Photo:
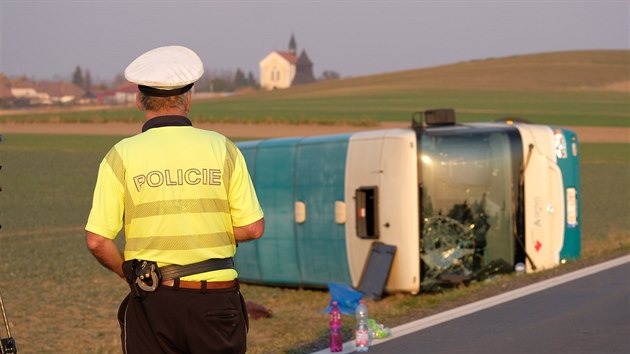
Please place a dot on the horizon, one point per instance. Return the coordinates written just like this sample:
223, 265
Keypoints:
351, 38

» Exercise objective
Return the entries above line for line, with no changes, and leave out the pictures.

» Task answer
Photo:
Please place a dot on the horizon, one point per instance. Return the coordinates written just like this sample:
223, 265
Keypoints:
351, 38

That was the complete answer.